_INFORMATION SUPPLIED_.
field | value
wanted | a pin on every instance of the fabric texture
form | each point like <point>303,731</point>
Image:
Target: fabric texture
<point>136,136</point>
* * *
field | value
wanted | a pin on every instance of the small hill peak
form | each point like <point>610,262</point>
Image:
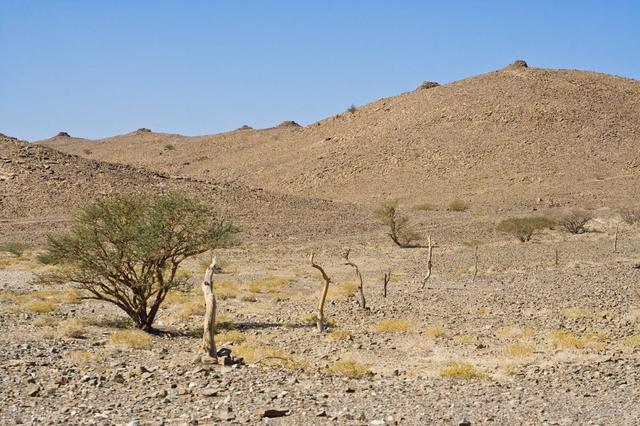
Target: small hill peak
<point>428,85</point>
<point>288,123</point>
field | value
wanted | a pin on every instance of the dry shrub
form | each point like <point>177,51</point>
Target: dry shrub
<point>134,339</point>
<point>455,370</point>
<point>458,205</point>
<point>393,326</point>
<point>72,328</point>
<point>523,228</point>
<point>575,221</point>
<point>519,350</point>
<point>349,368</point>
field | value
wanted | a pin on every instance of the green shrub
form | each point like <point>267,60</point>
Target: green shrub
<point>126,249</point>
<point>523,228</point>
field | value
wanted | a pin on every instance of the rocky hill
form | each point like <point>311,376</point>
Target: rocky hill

_TASK ITEM_. Only one thing is wanted in reply: the number of lines in the entries that hold the string "every".

_ANSWER TO THE PROBLEM_. 5